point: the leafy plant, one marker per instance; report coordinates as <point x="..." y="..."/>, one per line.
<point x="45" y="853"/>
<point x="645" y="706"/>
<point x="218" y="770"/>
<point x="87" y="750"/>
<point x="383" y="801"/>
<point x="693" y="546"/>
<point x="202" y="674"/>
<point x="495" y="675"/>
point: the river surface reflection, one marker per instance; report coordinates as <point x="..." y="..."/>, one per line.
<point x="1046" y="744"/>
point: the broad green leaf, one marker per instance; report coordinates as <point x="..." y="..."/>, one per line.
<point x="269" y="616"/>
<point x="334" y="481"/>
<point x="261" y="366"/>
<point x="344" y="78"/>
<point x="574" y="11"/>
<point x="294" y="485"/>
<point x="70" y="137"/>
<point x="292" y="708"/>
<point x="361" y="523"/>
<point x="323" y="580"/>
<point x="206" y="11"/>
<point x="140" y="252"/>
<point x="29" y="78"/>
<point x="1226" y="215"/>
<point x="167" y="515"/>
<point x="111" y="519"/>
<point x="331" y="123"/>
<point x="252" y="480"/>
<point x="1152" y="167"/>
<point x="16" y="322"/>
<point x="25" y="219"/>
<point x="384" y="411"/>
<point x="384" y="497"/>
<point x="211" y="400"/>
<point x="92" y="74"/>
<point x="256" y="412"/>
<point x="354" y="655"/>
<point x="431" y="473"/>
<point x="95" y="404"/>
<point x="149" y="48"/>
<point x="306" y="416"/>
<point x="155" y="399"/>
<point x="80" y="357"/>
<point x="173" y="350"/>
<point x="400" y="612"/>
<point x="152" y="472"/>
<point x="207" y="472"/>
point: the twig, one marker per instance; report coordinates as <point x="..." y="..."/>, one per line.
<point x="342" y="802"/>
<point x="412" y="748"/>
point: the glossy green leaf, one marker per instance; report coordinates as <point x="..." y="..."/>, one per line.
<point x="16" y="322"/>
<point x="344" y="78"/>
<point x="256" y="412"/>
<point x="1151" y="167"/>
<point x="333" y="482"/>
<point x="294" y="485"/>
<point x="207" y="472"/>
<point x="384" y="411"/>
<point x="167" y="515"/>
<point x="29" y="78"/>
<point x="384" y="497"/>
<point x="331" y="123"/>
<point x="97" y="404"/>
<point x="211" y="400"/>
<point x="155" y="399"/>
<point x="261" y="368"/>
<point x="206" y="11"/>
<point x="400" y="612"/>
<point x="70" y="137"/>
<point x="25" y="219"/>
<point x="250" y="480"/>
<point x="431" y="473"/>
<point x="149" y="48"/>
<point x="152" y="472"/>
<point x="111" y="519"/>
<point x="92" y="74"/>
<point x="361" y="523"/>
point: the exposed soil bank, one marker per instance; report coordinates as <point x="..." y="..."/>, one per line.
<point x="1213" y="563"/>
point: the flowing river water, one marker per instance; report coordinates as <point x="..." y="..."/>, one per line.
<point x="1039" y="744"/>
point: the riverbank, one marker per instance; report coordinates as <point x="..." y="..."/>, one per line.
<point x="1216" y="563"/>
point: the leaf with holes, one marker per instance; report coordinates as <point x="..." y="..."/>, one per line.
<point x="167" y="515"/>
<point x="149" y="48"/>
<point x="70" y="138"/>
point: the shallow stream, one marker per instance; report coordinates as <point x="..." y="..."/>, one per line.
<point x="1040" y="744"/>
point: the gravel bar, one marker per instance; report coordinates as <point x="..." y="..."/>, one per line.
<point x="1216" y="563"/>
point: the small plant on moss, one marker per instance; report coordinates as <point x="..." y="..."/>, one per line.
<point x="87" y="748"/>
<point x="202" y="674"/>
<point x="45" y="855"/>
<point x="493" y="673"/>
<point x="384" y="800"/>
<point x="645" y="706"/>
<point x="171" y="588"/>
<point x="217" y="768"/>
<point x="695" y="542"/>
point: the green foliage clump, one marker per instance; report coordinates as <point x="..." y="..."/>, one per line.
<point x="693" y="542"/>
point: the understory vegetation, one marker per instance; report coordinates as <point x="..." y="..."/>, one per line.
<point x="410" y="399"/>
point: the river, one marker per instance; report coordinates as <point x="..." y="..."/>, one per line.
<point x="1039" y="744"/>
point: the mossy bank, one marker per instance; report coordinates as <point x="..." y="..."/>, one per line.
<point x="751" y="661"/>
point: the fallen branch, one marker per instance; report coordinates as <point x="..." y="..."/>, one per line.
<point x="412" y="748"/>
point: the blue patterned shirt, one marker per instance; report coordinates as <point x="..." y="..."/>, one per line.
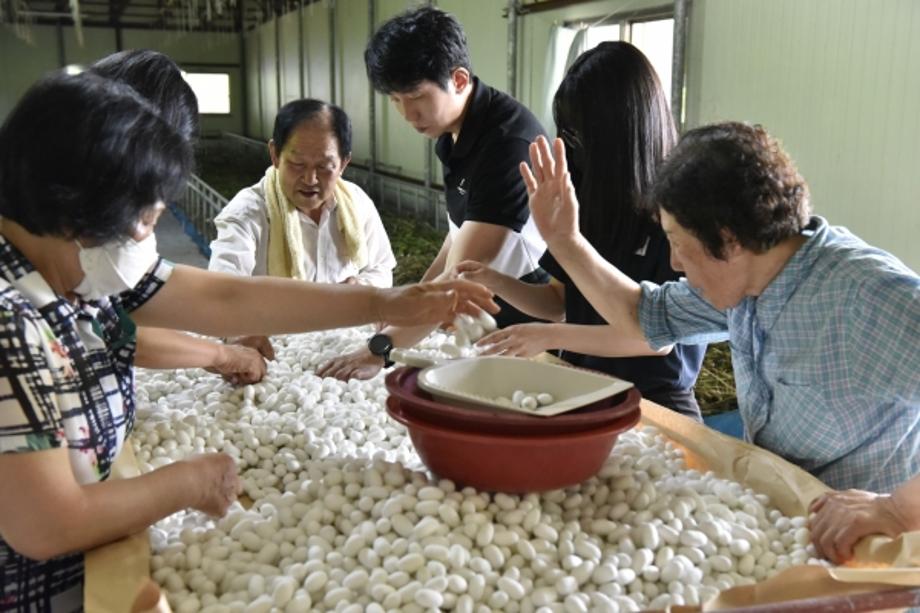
<point x="826" y="359"/>
<point x="66" y="380"/>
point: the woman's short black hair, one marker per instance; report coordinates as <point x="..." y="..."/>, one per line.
<point x="612" y="114"/>
<point x="158" y="79"/>
<point x="735" y="177"/>
<point x="297" y="112"/>
<point x="83" y="157"/>
<point x="422" y="44"/>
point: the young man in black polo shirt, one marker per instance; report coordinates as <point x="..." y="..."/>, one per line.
<point x="420" y="59"/>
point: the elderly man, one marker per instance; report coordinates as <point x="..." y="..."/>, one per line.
<point x="824" y="329"/>
<point x="303" y="220"/>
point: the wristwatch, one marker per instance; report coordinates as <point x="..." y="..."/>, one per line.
<point x="381" y="345"/>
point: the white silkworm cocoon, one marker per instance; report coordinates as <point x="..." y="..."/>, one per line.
<point x="344" y="518"/>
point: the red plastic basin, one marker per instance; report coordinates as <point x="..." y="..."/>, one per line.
<point x="402" y="383"/>
<point x="507" y="463"/>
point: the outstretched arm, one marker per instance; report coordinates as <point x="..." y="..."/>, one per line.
<point x="554" y="208"/>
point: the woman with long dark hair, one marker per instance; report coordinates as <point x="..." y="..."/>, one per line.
<point x="613" y="116"/>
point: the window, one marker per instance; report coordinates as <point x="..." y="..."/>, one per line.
<point x="599" y="34"/>
<point x="212" y="90"/>
<point x="655" y="39"/>
<point x="652" y="33"/>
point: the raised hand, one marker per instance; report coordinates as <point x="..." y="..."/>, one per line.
<point x="553" y="204"/>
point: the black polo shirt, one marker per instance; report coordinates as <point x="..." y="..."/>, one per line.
<point x="663" y="379"/>
<point x="481" y="175"/>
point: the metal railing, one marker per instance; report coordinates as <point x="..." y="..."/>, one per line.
<point x="200" y="203"/>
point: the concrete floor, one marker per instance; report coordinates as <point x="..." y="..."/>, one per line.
<point x="175" y="245"/>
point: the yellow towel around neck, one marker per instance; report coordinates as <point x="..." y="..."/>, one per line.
<point x="285" y="240"/>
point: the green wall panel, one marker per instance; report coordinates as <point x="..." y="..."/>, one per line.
<point x="837" y="81"/>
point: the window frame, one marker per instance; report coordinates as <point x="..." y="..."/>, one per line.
<point x="213" y="70"/>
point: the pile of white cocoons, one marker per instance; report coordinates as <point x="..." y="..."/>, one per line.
<point x="345" y="518"/>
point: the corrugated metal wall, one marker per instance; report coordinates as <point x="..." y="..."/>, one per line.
<point x="838" y="81"/>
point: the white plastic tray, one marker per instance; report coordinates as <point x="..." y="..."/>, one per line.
<point x="482" y="380"/>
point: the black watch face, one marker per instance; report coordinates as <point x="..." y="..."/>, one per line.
<point x="380" y="344"/>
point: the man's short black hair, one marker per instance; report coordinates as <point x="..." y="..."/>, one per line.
<point x="158" y="79"/>
<point x="296" y="112"/>
<point x="422" y="44"/>
<point x="733" y="176"/>
<point x="84" y="157"/>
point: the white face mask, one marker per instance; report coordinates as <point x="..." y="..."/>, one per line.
<point x="115" y="266"/>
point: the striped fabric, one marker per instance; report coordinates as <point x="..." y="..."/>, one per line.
<point x="66" y="380"/>
<point x="826" y="360"/>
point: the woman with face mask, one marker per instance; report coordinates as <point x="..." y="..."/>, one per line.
<point x="85" y="167"/>
<point x="613" y="117"/>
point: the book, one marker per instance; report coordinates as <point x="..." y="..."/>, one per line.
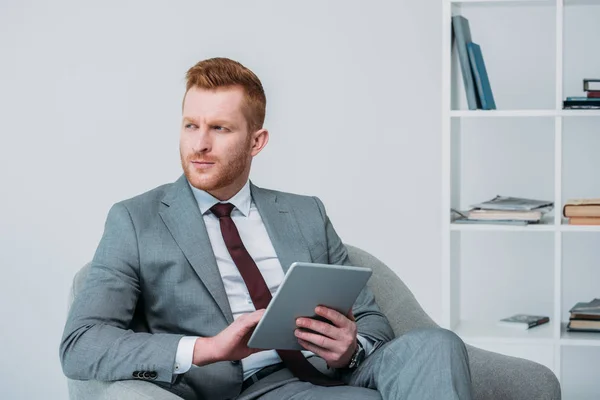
<point x="523" y="321"/>
<point x="584" y="325"/>
<point x="513" y="203"/>
<point x="583" y="103"/>
<point x="582" y="208"/>
<point x="586" y="308"/>
<point x="584" y="221"/>
<point x="482" y="81"/>
<point x="590" y="85"/>
<point x="462" y="36"/>
<point x="492" y="221"/>
<point x="531" y="215"/>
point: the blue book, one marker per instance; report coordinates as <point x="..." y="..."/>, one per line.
<point x="462" y="36"/>
<point x="481" y="78"/>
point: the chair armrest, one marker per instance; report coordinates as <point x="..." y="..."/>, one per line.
<point x="118" y="390"/>
<point x="496" y="376"/>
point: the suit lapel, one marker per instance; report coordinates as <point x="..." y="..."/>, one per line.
<point x="282" y="227"/>
<point x="182" y="217"/>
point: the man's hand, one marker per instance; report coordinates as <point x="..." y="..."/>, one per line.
<point x="334" y="343"/>
<point x="230" y="344"/>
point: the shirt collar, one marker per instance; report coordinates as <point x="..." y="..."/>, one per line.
<point x="241" y="200"/>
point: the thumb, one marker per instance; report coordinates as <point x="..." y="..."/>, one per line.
<point x="351" y="316"/>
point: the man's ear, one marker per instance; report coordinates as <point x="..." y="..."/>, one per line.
<point x="260" y="139"/>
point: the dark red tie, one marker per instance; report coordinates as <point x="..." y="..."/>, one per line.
<point x="261" y="296"/>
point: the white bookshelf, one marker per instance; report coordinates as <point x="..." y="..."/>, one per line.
<point x="493" y="271"/>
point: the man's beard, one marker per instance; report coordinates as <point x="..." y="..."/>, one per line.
<point x="220" y="175"/>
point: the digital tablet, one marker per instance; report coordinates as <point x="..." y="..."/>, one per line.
<point x="304" y="287"/>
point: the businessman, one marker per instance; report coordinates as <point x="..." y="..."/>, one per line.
<point x="184" y="272"/>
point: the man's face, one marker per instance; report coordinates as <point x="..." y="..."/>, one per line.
<point x="215" y="145"/>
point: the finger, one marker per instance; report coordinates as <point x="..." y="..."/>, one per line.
<point x="316" y="339"/>
<point x="319" y="327"/>
<point x="338" y="319"/>
<point x="324" y="354"/>
<point x="351" y="316"/>
<point x="248" y="321"/>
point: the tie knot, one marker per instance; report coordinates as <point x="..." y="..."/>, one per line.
<point x="222" y="209"/>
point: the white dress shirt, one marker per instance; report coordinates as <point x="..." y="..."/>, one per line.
<point x="256" y="240"/>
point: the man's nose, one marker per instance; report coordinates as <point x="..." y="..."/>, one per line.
<point x="203" y="141"/>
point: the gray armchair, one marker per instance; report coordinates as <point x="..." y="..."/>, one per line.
<point x="494" y="376"/>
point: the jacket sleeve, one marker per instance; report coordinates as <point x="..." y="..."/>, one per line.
<point x="370" y="321"/>
<point x="96" y="342"/>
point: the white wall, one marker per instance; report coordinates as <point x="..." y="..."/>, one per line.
<point x="90" y="96"/>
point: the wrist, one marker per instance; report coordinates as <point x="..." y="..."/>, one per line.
<point x="357" y="356"/>
<point x="204" y="352"/>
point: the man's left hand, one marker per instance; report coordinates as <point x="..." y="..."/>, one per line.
<point x="334" y="342"/>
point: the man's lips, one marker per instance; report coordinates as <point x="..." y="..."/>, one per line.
<point x="202" y="164"/>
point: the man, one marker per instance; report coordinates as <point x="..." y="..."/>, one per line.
<point x="183" y="273"/>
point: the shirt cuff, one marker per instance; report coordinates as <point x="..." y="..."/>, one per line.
<point x="367" y="344"/>
<point x="184" y="355"/>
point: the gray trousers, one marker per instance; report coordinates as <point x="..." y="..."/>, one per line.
<point x="421" y="364"/>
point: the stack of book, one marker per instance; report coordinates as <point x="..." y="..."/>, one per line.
<point x="582" y="211"/>
<point x="474" y="73"/>
<point x="591" y="98"/>
<point x="585" y="317"/>
<point x="505" y="210"/>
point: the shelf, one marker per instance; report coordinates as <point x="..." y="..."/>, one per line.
<point x="522" y="113"/>
<point x="581" y="3"/>
<point x="489" y="331"/>
<point x="502" y="113"/>
<point x="546" y="225"/>
<point x="542" y="227"/>
<point x="505" y="2"/>
<point x="579" y="113"/>
<point x="578" y="338"/>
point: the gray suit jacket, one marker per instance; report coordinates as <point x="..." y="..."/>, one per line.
<point x="154" y="279"/>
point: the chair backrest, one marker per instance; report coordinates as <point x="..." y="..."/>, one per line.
<point x="394" y="299"/>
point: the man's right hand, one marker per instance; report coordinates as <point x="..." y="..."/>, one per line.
<point x="230" y="344"/>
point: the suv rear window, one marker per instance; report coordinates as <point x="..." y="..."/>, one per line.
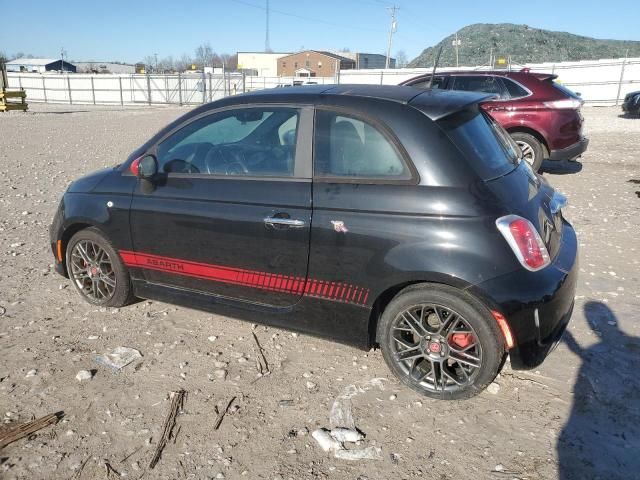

• Work request: Your answer should be the lines above from the one that contains "point: the gray suit" through the last, set down exactly, with the pictures removed.

• Exercise result:
point: the gray suit jacket, one marker per instance; report coordinates as <point x="..." y="..."/>, one per line.
<point x="154" y="279"/>
point: the chair backrest, one marker per instance; report coordinates as <point x="..." y="..."/>, one per line.
<point x="394" y="299"/>
point: the man's right hand, one marker per instance; report coordinates as <point x="..." y="..."/>, one per line.
<point x="230" y="344"/>
point: the suv rear window, one marker per instance; report coordinates as <point x="..." y="..."/>, one per line.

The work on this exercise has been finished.